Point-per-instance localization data
──────────

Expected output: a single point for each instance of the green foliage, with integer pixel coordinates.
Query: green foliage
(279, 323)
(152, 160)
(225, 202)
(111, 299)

──────────

**INSTRUCTIONS FOR THE TASK:** Return each line of the data exactly as written above.

**ANSWER SPACE:**
Expected output: a single point for each instance of the green foliage, with integer pixel coordinates.
Query: green foliage
(279, 323)
(152, 160)
(225, 202)
(111, 299)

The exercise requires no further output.